● REQUIRED WORK:
Once you have read the records below, restate them word for word.

==============================

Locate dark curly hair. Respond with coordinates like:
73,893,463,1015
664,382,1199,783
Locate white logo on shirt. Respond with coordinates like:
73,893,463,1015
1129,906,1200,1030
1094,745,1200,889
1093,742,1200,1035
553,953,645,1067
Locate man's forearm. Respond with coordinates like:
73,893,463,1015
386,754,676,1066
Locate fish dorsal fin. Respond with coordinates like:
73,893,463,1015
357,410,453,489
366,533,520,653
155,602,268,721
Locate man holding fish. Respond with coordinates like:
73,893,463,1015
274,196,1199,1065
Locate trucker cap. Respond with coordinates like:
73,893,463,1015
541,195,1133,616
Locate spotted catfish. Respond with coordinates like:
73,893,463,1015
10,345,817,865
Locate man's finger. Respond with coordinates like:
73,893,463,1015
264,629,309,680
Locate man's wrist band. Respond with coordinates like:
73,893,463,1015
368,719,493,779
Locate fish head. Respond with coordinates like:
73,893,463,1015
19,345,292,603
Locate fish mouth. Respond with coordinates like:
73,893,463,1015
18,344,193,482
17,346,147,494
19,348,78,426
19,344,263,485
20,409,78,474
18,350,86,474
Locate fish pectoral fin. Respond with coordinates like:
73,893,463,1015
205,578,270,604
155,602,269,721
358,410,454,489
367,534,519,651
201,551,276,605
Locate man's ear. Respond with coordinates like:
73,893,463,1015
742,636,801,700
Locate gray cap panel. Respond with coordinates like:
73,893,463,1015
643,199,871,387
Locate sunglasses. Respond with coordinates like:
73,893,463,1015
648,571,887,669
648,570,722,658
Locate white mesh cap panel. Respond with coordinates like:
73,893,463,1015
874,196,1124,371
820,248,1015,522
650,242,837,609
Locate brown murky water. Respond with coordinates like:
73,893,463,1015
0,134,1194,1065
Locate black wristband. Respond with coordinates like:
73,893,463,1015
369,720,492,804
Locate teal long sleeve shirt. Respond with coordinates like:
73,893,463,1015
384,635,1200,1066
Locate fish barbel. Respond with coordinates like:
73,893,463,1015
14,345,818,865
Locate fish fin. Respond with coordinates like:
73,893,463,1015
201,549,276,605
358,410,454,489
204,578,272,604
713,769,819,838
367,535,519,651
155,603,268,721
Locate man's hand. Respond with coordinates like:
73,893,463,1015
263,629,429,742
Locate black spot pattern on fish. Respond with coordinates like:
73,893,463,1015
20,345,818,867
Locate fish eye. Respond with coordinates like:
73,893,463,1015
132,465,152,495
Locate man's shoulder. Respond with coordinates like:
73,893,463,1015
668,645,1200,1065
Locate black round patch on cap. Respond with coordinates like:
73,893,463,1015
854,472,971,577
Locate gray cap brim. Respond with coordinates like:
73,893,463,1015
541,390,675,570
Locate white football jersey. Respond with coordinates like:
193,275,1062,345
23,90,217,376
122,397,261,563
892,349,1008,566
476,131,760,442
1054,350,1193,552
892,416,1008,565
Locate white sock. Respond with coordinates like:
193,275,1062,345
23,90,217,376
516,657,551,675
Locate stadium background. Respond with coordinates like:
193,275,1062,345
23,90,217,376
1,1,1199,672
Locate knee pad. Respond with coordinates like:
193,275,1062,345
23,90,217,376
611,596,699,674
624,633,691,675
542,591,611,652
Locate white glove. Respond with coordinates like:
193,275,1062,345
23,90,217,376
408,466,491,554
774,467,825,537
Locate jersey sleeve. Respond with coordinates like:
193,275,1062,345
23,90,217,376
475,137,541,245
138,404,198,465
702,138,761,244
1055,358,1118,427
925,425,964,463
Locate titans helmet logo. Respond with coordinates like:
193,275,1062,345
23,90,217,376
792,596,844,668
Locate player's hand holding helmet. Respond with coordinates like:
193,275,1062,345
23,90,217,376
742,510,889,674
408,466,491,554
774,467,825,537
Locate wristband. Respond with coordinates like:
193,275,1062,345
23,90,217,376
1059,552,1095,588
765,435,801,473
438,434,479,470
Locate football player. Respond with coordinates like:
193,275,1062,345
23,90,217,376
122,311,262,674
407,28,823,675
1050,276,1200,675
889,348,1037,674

==============================

● EXPECTED ANSWER:
Locate dark curly hair. Respond with coordinates like:
73,893,463,1015
664,382,1199,783
Locate white logo on shirt. Respond with coordinates like:
73,893,463,1015
1129,906,1200,1030
1094,745,1200,889
1093,742,1200,1035
553,953,645,1067
Locate man's forearm. Respond with coordinates like:
73,893,463,1015
386,754,676,1066
Locate fish dorsal fin. Respond with coordinates like:
73,893,463,1015
357,410,453,489
366,533,520,653
155,602,268,721
Locate man holding fish. Respond with coordinates like:
73,893,463,1015
274,196,1199,1065
Locate trucker cap. Respond with coordinates like:
73,893,463,1015
541,195,1133,616
Locate spotted catfish. Respond with coordinates like:
73,893,463,1015
10,345,817,865
Locate man's finger. Respond with coordinates like:
73,893,463,1015
264,629,309,680
Locate man's wrist band. Respond with coordinates like:
73,893,463,1015
368,719,493,779
Locate fish head. Respond with coordinates like:
73,893,463,1015
19,345,292,603
Locate fish mouth. Respond with coordinates like:
73,893,463,1015
18,344,193,482
17,346,147,494
19,348,78,426
19,344,263,485
20,409,78,474
18,350,86,474
Locate fish pectoral fin. Respond with coordinates like:
73,893,463,1015
205,578,270,604
155,602,269,721
358,410,454,489
367,534,519,651
201,551,276,605
Locate man's ear. Respond with coordinates like:
73,893,463,1015
742,636,801,700
Locate gray cap panel. Respond with coordinates like:
73,893,463,1015
643,199,871,387
Locate sunglasses. Respond with coordinates like:
73,893,463,1015
648,571,887,669
648,570,722,658
Locate white mesh cap panel. Respond with coordinates like:
73,893,463,1015
874,196,1124,371
820,248,1015,522
650,242,837,609
Locate brown murky water. Respond with coordinates like:
73,893,463,1015
0,134,1194,1065
Locate black wristband. Respond with coordinates like:
73,893,463,1015
369,720,492,804
Locate teal long sleeve shirt. Respond with coordinates like:
73,893,463,1015
384,635,1200,1066
Locate fish barbel. Respond with coordinates like:
73,893,463,1015
14,345,818,865
Locate fish fin. Respond with coordinates like:
73,893,463,1015
201,549,276,605
358,410,454,489
204,578,272,604
713,769,819,838
367,535,519,651
155,603,268,721
Locate man's hand. Respond with coordinates like:
73,893,463,1015
263,629,429,742
Locate black spot pattern on fish. Respond with coordinates like:
73,893,463,1015
20,345,818,867
Locate fish eye. Respond with coordinates like:
73,893,463,1015
132,465,152,495
Locate man's shoulder. Respond with coordinates like:
73,893,463,1015
668,645,1200,1065
Locate black round patch on cap. Respond with coordinates like:
73,893,463,1015
854,472,971,577
Locate gray cap brim. Respond with coordinates like:
73,893,463,1015
541,390,675,570
Locate white football jersey. Respond with coordinates like:
193,275,1062,345
23,90,217,376
122,397,261,563
892,349,1008,566
476,131,760,442
1054,350,1193,552
892,416,1008,565
Locate white sock. Respond with coordinates like:
193,275,1062,345
23,90,217,376
516,657,551,675
Locate stadium background. Respond with coordinates like:
193,275,1062,345
23,90,217,376
1,1,1199,672
Locate knee pad. Respond with coordinates like:
193,275,1062,345
23,90,217,376
611,596,699,674
624,633,691,675
542,591,611,652
Locate white glove. Respond with coordinates like:
193,275,1062,345
23,90,217,376
408,466,491,554
774,467,825,537
Locate jersey sleeve. Respond with coordinates like:
193,275,1062,345
23,90,217,376
475,137,541,245
138,404,198,465
702,138,761,244
1055,358,1118,427
925,425,964,463
Locate titans helmet logo. Respond with coordinates like:
193,275,1062,345
23,90,217,376
792,596,844,668
Locate player's hand holding helmet. Respond with coordinates like:
193,275,1062,345
23,90,217,376
742,510,889,674
408,466,491,554
774,467,825,537
Locate wristband. Respond with coordinates like:
193,275,1062,345
23,90,217,376
1059,552,1095,588
765,435,801,473
438,434,479,470
Locate football player. Respond with coordinates like:
193,275,1062,345
23,90,217,376
122,311,262,674
407,28,823,675
1050,276,1200,675
889,348,1037,674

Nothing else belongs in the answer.